指示 1 →
眞子内親王の結婚をめぐる文章で「」に囲まれた言葉を、出てくる順にすべて挙げること。
指示 2 →
眞子内親王の結婚をめぐる文章を、最後の文の後から書き継ぐこと。

読解用抜粋 →
* * * *

先月号では、私の唱える「眞子内親王殿下御結婚賛成論」に対する怒りの反対論について感想を述べた。その直後4月8日に小室氏が28ページに及ぶ文章を発表した。「説明不足だ」と言う批判の嵐を受けて、詳細に説明したら今度は「長すぎる、悪文だ」として、またまた尊皇家やネトウヨの攻撃の嵐である。著名皇室評論家であり小室攻撃の急先鋒であるA氏は「天皇陛下に謝罪の文言がない。」と批判している。しかしこの文章はいわゆる400万円の借金?についての説明であって、そこに天皇陛下を入れるのは不適当ではないか。もし入れて書いたら、今度は「借金問題と天皇陛下を同一に論ずるのか、無礼千万だ。」と攻撃されるだろう。要は気に食わないのだから何をやっても攻撃をやめないだろう。どうしてそんなに憎いのか私には理解できない。ネットでは、小室氏が学生時代に女子大生と肩を組んでいる写真が出回り、「品がない、けしからん」の嵐である。なるほど批判する人たちの青春時代はさぞかし清廉だったのだろう。私の青春時代と比べたら小室氏は遙かにまともな方である。私に言わせれば普通の学生ではないか、そんな写真の一つも無く、暗い学生時代を過ごしたオタク男なんぞよりよっぽど良い。眞子内親王殿下もそういう明るさに惚れたのではないか。いずれにせよお二人は四面楚歌のように見える。眞子内親王殿下は「理解していただきたい」との声明を出されている。どうして理解してあげられないのだろうか。だめだめの一点張りである。

* * * *

提供された行 →
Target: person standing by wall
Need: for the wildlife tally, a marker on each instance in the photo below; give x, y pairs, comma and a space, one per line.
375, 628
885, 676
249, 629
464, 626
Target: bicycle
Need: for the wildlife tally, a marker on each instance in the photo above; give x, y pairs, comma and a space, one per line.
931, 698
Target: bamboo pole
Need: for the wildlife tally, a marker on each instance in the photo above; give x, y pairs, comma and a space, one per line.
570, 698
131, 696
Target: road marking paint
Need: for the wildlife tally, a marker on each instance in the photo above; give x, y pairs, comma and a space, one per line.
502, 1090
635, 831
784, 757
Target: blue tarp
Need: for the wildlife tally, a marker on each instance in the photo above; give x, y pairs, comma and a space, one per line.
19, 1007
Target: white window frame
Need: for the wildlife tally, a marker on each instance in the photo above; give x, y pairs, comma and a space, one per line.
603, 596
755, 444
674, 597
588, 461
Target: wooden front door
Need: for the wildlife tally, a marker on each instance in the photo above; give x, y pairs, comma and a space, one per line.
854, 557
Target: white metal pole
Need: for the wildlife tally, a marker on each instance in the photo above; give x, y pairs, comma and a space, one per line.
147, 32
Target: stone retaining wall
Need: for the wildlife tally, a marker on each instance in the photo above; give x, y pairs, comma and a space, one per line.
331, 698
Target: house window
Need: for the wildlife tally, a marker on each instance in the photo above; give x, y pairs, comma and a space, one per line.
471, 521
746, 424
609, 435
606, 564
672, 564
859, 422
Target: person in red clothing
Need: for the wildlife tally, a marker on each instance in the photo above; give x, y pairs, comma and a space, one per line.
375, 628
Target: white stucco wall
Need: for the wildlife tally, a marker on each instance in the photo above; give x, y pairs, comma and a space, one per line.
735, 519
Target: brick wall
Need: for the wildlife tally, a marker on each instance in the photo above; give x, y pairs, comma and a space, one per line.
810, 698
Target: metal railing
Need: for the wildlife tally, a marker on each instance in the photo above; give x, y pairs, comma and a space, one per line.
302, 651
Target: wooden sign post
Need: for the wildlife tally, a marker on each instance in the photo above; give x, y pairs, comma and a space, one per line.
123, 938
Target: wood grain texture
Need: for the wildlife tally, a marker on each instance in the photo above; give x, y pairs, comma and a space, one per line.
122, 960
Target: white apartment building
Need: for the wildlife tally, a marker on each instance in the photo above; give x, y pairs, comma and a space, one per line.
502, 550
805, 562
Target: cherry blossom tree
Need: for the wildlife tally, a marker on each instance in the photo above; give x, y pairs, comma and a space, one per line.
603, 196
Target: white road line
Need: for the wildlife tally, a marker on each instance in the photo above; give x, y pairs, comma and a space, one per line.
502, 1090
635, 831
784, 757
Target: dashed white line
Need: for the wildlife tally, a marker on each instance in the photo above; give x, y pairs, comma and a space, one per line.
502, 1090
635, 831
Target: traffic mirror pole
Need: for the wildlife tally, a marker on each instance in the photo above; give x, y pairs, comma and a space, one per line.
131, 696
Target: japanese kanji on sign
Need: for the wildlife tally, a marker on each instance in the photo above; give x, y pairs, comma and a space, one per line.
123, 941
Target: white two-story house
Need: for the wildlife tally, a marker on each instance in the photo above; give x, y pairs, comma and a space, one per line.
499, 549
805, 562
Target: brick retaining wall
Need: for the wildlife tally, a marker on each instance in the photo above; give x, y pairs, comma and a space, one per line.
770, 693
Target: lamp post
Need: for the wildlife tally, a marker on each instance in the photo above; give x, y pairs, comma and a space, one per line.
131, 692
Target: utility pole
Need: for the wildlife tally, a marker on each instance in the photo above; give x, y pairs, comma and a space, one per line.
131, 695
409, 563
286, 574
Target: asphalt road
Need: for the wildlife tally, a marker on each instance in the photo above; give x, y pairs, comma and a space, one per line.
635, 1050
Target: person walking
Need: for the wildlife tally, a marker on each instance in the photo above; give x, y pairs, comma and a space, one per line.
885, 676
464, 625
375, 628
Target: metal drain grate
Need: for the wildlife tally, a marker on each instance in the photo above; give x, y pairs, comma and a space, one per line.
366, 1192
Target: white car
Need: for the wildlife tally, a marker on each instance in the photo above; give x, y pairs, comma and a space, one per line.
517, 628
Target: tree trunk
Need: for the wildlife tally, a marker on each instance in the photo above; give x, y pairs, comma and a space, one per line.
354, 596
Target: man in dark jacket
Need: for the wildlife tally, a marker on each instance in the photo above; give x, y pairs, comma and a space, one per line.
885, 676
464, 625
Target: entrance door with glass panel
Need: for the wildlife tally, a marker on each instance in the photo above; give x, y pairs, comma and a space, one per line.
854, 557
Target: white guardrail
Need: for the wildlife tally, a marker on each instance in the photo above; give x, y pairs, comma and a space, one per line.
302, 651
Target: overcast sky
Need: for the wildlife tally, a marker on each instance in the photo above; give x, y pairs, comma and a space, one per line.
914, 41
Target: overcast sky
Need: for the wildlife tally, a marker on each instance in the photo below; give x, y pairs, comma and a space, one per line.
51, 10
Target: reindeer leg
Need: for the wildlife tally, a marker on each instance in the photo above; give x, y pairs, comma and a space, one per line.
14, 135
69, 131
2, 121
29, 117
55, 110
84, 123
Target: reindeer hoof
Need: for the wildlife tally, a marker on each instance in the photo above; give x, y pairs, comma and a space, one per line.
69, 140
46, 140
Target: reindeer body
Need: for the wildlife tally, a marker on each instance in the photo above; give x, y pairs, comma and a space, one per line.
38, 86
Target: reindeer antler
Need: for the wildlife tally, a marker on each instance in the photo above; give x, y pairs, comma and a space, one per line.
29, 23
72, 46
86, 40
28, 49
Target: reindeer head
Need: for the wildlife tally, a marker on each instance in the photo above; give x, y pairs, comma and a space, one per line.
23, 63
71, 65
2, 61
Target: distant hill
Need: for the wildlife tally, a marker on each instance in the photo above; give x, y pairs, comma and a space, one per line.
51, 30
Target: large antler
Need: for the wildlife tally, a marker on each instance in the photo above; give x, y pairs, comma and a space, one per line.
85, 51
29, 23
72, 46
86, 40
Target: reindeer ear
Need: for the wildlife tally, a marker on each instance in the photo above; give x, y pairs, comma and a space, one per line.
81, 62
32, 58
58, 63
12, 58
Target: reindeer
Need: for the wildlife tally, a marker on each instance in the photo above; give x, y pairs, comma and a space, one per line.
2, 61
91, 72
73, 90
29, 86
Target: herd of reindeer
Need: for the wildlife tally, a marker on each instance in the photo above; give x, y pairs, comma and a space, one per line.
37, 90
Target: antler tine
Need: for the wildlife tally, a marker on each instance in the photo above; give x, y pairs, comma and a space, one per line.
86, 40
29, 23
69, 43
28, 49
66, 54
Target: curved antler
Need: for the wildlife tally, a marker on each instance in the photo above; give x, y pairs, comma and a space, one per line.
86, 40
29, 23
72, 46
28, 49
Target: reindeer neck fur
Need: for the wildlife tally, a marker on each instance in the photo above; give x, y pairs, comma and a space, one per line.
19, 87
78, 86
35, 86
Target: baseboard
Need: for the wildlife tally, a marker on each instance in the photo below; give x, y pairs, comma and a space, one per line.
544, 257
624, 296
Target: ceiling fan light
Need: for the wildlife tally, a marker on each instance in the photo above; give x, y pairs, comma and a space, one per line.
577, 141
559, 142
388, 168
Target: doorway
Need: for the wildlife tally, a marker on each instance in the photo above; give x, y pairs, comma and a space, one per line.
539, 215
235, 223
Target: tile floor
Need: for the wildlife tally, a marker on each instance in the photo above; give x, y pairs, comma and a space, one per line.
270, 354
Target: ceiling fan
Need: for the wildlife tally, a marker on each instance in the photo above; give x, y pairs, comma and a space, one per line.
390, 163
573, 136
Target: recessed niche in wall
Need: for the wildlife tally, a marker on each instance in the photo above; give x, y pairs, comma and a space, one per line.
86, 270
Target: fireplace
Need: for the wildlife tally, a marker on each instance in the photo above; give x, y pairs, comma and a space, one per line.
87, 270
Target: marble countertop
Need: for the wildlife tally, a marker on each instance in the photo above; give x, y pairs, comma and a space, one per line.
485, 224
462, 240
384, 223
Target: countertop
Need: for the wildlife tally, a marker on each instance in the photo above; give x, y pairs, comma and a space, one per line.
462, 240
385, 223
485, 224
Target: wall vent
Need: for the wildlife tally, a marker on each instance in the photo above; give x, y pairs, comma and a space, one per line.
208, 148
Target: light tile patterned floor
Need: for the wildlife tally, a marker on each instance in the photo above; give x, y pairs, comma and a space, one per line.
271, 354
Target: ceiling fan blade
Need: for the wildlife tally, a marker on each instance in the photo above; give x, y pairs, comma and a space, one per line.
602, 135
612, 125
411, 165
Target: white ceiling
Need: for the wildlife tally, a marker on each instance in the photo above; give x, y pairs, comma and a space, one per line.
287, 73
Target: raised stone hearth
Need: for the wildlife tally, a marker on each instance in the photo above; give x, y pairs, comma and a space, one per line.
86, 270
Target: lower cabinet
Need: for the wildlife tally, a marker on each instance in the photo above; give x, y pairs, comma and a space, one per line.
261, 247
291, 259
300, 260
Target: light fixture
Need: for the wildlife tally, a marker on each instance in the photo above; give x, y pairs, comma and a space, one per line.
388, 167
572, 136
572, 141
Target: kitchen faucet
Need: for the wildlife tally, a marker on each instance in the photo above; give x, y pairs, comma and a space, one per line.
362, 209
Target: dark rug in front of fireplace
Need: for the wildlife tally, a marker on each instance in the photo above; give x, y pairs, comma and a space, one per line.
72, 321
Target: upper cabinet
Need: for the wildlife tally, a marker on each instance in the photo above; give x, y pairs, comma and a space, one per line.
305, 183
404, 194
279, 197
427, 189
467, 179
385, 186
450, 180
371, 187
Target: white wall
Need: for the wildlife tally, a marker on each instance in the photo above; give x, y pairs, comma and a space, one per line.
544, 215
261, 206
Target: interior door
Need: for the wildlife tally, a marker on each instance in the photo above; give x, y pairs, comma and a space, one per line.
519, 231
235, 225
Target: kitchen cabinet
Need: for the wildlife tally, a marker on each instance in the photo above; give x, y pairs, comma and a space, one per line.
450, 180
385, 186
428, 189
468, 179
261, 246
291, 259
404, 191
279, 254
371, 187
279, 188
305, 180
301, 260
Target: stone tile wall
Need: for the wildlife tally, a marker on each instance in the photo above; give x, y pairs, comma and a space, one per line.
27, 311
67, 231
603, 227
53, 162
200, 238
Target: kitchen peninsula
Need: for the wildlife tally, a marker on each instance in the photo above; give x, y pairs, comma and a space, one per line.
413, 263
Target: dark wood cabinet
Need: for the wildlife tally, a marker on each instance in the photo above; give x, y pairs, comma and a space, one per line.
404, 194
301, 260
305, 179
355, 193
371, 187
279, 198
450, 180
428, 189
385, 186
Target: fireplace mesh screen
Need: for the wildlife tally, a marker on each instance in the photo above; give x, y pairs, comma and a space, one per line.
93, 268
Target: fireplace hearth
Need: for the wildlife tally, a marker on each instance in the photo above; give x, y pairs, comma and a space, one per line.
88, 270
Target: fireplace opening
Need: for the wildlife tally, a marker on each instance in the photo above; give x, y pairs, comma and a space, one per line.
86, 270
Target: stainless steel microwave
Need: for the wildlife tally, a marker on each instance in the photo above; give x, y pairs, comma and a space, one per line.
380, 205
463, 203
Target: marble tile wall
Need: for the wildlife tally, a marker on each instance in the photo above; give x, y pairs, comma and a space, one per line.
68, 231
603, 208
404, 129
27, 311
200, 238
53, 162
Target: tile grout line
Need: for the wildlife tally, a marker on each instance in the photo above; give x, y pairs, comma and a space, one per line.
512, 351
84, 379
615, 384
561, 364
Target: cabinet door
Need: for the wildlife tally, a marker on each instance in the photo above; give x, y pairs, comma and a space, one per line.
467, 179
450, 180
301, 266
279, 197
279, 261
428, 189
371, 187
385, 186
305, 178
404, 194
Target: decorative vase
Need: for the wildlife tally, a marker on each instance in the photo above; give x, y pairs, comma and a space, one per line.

* * * *

回答 1 →
「眞子内親王殿下御結婚賛成論」
「説明不足だ」
「長すぎる、悪文だ」
「天皇陛下に謝罪の文言がない。」
「借金問題と天皇陛下を同一に論ずるのか、無礼千万だ。」
「品がない、けしからん」
「理解していただきたい」

回答 2 →
そこで三つのケースに分けて考えて見よう。まず第一は自分の娘だったらというケース。前号に登場していただいた私の賛成論に激怒して筆を起こしたB氏は「自分の娘に小室が嫁に欲しいと、と言ってきたら追い返す」と書いている。なるほど、私もそうする。しかし、現実問題追い返したら、娘から「お父さん何言ってんのよ!親子の縁を切るからね。結婚式に呼んでやらない!」と叱りつけられ、家に居場所が無くなるのがせきの山であろう。まして今回は「お父さまだってお母さまだって、学習院大学で見初めた人と結婚したのでしょう。私は同じ事をしているだけでしょ。」と反駁されるに違いない。

二つ目のケースは親戚知人の子供だったらどういう反応をするだろうか。

世上「夫婦喧嘩は犬も食わない。」と言われる。これは「犬も食わないからましてや人間が食ってはいけない」、ということである。私事だが若い頃、社内の既婚女性が夫と喧嘩して別居した。女性の上司が味方して何くれとなく世話をやき激励して、「あんな男とは早く別れなさい」とアドバイスしていた。ところがなんと二人はよりを戻してしまったのだ。上司はばつが悪いし、その夫婦両方と人間関係が悪くなってしまった。そう、犬も食わないものを食ってしまったからだ。夫婦喧嘩だけではない。40年前○○支店にいたとき妙齢の独身美女がいた。男性関係がお盛んで、陰で△軽女と言われていた。そこへ本社から独身男性エリート社員が転勤してきた。美女は早速アプローチしたが、周囲はこのエリートに「あの女は要注意だよ」などと野暮な忠告はしなかった。そしてめでたく華燭の宴と相成ったが、爾来幸せに暮らし添い遂げている。夫婦喧嘩だけでなく「男女交際も犬も食わない」のだ。夫婦の幸不幸は夫婦の数だけあってさまざま、結婚は多分に運であり賭けである。都々逸にある「♫ひとの恋路を邪魔する奴は、犬に食われて(馬に蹴られて)○○○しまえ♫」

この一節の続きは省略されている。